### [Passage]
Content starts
But the definition as it now stands is a sound one, and the Supreme Court cases were correctly decided under this definition.
The problem has largely been one of bad lawyering. It has taken too long for lawyers representing plaintiffs in disability cases to learn that the threshold issue of meeting the definition of “disability” is absolutely critical, and requires extensive factual development, often with multiple expert witnesses.
SHRM’s position is excessively alarmist — although I agree the proposed law is unnecessary and I oppose it without qualification.
Here’s what I would expect with the proposed changes to the ADA:
- The sky will not fall on employers if we get a Democratic takeover that passes the proposed legislation (at least as described above; I haven’t read the bill).
- I think courts would still reach the right result on the type of trivial cases SHRM points to, perhaps by construing requested accommodations in such cases as not “reasonable.”
- But vastly more people would be within the “protected class” of individuals with disabilities, so increased litigation would be a given, including not only accommodation cases, but also ordinary disability discrimination claims (e.g., discharges allegedly due to trivial impairments). Even if employers would fare relatively well, litigation costs would rise. This is a legitimate concern.
- Conservative practices that give most employees benefit of the doubt on borderline “disability” situations and focus on possible accommodations will always make sense and reduce exposure, with or without the proposed changes. They are not only wise legally, but also smart use of human capital. Even under current law, assuming that a questionable claim of “disability” is invalid and therefore failing to consider what may be a relatively-easily satisfied accommodation request is foolish and may squander valuable human capital.
- The burden of proof issue is unpersuasive to me. Though I’m sure some lawyers would disagree, I see burden of proof as affecting only relatively few very close cases. A good defense wins whether or not the defendant has the burden.
Congress would do much better to increase the funding of the EEOC, so its lawyers could litigate more disability cases. EEOC lawyers would likely not make the rookie mistakes I have seen time and again in poorly presented cases in which individuals lost due to failure to satisfy the court on meeting the definition of “disability.”
Content ends
### [Entries supplied]
Content starts
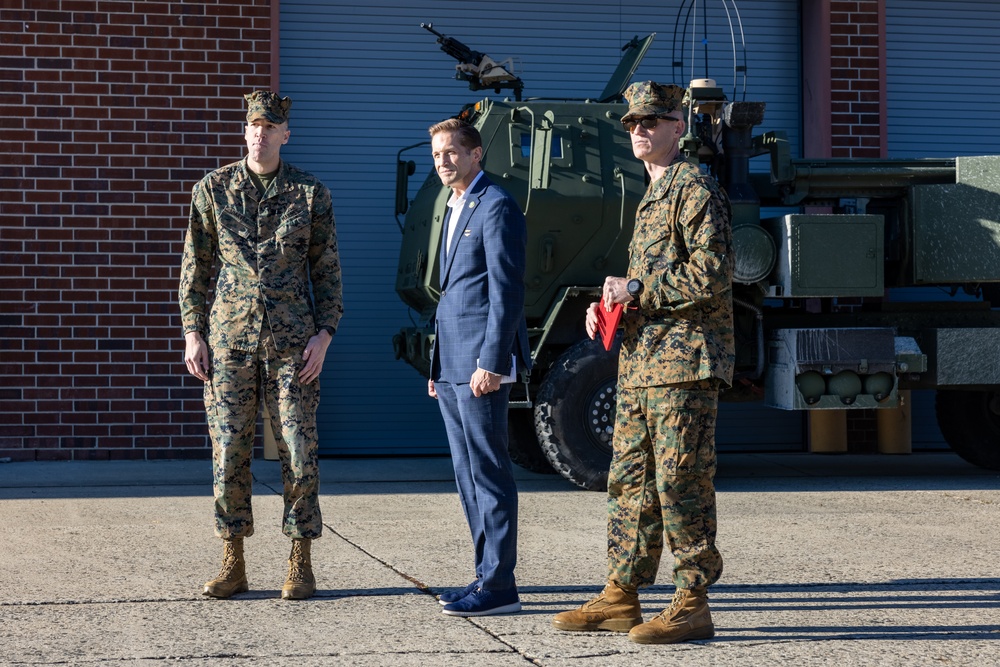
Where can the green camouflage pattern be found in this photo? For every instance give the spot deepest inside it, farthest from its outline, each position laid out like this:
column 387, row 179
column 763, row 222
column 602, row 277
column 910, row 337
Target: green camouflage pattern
column 270, row 251
column 681, row 249
column 646, row 98
column 660, row 485
column 266, row 104
column 279, row 280
column 237, row 380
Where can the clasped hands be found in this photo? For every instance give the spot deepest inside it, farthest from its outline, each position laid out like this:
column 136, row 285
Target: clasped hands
Content ends
### [Study questions]
1/ List each distinct word or phrase that the passage on the proposed ADA changes sets in quotation marks.
2/ Transcribe the part of the passage on the proposed ADA changes starting at "But the definition" and ending at "multiple expert witnesses.".

### [Solutions by task]
1/
disability
reasonable
protected class

2/
But the definition as it now stands is a sound one, and the Supreme Court cases were correctly decided under this definition.
The problem has largely been one of bad lawyering. It has taken too long for lawyers representing plaintiffs in disability cases to learn that the threshold issue of meeting the definition of “disability” is absolutely critical, and requires extensive factual development, often with multiple expert witnesses.